§ **Problem 1**
Answer these questions about the boat lift thread:
(a) Which two new parts does Bill say he has installed?
(b) Which friction point does murfpcola name as an example of one to grease?
(c) According to Snagged Line, what does a "Shiney" bottom on the motor pulley indicate?
§ **Problem 2**
Copy from the boat lift thread the part that opens with the words containing "The design of" and closes with "of the pulleys.".

§ **Article**
- - - - - - -

# Boat lift slipping?



## Bill (Oct 4, 2007)

Who knows someone who could look at my lift or let me know why all the sudden my belt is slipping. It is a pain in the ass to get the boat out of the water with out going up and down and up and down....ideas
I have a new belt, new lift motar and I have adjusted the belt as tight as I can get it and still move easy....help


----------



## murfpcola (Aug 28, 2012)

I do not own a boat lift but have used several. Just a thought, Have you greased all friction points such as where the pipe in the middle hangs in the saddles? With all you have done as far as motor, belt and tension, it would seem something else is binding up causing the motor to slip.


----------



## Snagged Line (Sep 30, 2007)

When Belts wear down, they become thinner and drop down into the pulley grove lower than intended and end up riding on the hub of the pulley where they get no contact friction to keep them from slipping.
The design of the V Belt intends to keep the contact surfaces between the belt and pulley riding on the sloped sides of the "V" with no contact under the belt against the hub. The wear pattern on the pulleys should only show on the sloped areas of the pulleys.
If the bottom of the pulley on the motor is "Shiney" it is a good indication the belt has worn thin and needs replacingand If the Pulley is worn so that the "V" section has worn into a Rounded "Grove" the pulley needs to be replaced also. Even if it apears tight.

- - - - - - -

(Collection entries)
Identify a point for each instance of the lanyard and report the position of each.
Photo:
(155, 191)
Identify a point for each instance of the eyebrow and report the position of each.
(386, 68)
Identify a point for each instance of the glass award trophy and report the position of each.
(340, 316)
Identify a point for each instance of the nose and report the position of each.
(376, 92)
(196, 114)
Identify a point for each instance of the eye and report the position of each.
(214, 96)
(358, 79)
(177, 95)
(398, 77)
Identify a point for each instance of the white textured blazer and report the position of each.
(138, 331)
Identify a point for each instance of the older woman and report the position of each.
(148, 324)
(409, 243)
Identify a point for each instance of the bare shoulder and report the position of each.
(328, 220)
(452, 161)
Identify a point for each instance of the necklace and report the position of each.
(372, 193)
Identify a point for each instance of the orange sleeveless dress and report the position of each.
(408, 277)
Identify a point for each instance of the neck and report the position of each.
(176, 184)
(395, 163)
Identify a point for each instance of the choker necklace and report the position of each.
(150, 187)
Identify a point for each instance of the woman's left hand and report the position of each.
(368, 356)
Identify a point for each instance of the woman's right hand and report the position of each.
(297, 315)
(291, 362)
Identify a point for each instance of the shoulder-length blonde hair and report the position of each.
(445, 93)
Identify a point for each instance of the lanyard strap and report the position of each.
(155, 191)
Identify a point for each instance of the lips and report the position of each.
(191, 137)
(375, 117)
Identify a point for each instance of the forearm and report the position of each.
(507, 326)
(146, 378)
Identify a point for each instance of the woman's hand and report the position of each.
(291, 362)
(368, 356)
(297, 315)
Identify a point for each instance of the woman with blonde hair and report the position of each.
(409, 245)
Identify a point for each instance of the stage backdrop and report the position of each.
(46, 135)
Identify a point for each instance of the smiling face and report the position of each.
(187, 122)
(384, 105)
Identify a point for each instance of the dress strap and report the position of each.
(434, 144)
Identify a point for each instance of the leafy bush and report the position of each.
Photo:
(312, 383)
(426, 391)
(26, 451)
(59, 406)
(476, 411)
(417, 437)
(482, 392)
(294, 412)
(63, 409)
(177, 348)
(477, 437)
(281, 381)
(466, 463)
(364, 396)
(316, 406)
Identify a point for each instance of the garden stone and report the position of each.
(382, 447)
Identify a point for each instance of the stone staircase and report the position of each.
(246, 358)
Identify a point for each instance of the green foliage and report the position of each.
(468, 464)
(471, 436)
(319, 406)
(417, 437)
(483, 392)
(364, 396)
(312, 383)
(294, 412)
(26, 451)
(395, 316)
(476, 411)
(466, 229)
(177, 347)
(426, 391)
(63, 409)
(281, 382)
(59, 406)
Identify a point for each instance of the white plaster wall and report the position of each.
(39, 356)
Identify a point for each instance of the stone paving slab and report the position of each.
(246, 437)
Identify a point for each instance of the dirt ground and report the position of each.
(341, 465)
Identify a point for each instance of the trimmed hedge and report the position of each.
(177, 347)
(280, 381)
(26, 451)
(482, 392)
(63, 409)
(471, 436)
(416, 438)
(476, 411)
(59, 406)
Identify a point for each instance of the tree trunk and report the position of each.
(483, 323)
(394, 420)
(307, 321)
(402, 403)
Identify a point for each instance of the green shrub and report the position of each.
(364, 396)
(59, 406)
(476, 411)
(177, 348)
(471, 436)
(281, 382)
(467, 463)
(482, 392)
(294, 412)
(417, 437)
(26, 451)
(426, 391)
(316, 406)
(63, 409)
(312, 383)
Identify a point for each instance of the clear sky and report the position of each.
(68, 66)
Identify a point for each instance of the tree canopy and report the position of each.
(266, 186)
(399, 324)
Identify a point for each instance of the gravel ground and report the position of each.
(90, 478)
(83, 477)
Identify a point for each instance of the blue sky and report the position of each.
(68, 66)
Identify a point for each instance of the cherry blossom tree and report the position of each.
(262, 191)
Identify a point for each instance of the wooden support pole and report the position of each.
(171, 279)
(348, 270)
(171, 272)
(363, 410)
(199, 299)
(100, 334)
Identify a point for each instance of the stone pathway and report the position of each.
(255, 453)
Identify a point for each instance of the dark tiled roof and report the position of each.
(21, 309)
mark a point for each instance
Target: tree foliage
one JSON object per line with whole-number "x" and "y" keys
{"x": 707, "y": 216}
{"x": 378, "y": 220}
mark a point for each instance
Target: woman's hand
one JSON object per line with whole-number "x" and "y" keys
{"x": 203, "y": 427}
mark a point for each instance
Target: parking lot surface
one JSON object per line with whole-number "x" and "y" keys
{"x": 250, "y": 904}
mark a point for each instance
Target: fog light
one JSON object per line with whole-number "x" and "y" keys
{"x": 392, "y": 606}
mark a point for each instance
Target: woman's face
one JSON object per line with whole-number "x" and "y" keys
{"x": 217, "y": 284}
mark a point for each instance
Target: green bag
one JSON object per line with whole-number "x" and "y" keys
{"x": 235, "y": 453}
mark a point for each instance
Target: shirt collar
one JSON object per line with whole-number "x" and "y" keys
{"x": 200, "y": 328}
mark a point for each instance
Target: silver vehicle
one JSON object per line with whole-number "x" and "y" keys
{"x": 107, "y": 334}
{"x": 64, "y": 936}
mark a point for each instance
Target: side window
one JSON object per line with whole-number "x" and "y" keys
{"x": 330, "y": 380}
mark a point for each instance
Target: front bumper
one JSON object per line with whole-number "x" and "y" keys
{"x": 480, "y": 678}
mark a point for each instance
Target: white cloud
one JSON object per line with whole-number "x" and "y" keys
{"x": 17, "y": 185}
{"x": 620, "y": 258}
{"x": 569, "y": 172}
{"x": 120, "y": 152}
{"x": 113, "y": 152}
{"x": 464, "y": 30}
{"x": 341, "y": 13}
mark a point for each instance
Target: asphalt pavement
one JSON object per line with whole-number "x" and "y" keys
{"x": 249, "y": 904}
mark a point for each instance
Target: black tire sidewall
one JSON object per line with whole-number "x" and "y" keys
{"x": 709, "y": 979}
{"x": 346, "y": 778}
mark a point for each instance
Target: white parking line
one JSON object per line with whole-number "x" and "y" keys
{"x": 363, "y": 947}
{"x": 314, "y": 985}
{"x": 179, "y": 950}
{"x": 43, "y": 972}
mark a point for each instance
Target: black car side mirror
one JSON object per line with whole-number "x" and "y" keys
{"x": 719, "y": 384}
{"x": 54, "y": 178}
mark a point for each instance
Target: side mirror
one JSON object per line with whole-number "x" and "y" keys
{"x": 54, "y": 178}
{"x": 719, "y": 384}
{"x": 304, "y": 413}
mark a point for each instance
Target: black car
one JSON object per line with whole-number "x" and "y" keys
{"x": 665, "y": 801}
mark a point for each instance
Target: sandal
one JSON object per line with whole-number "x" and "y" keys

- - - - - - -

§ **Complete output 1**
(a) A new belt and a new lift motor.
(b) Where the pipe in the middle hangs in the saddles.
(c) That the belt has worn thin and needs replacing.

§ **Complete output 2**
The design of the V Belt intends to keep the contact surfaces between the belt and pulley riding on the sloped sides of the "V" with no contact under the belt against the hub. The wear pattern on the pulleys should only show on the sloped areas of the pulleys.